··· Excerpted passage

Knowing someone who is a 100 year old chain smoker does not prove that smoking doesn't cause lung cancer. The world is mostly random. A magical sprinkle that mixes things up just to make it interesting. I like to think that things don't happen out of malice or good will, they just happen. We make the best of them. That doesn't mean we can't work to put the odds in our favour.
I used to believe that smart people couldn't be racist, sexist, homophobic or bigoted. The truth will out. Learning about Wouter Basson made me doubt this. Here was an incredibly intelligent man who had also been an agent of evil. The truth is that things are more complex than that. What we believe and how we feel is made up of so many parts we don't understand. Who we interact with. How we react to situation. What random sprinkle happens to dust us. We like stories, and the stories of evil people who were really smart may tempt us to believe that education doesn't help. I don't believe that is the case.

······

● **Directions**
Write the next part of the short essay on chance, intelligence and bigotry, picking up after its last sentence.

··· Source data

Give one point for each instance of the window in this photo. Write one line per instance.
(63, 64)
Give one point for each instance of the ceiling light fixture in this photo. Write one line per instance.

······

● **Task answer**
I had always understood the Nobel prize to be awarded for a significant contribution to humanity. I knew of the problem that awarding it late in someones career could sometimes give them additional notoriety and a louder microphone at a point when their thoughts had veered off track. When their thoughts harmed more than helped. When Obama won it raised a new point for me. Sometimes the award was made in hope rather than in recognition. It was an investment in promise. That felt less comfortable for me... but the award isn't democratic, and there is no reason it should be. It is unashamedly in favour of certain principles and the committees who award it go after supporting those in the way they feel best. Still, I am not sure I would have done the same.
Then this year Malala won. I didn't know much about her but the cause she stands for is one I care about. I do believe in education as a tool for peace. Despite Mr Basson, I do think education is a powerful tool against the cancer of ignorance. I also think that a society which denies girls access to education is unacceptable. The controversy here is that she is 17. Again, the Nobel Prize seems to be an investment in potential. Is it an unfair burden to place on someone so young? Well, after reading her book I think it is very clearly a cause she is willing and able to commit to.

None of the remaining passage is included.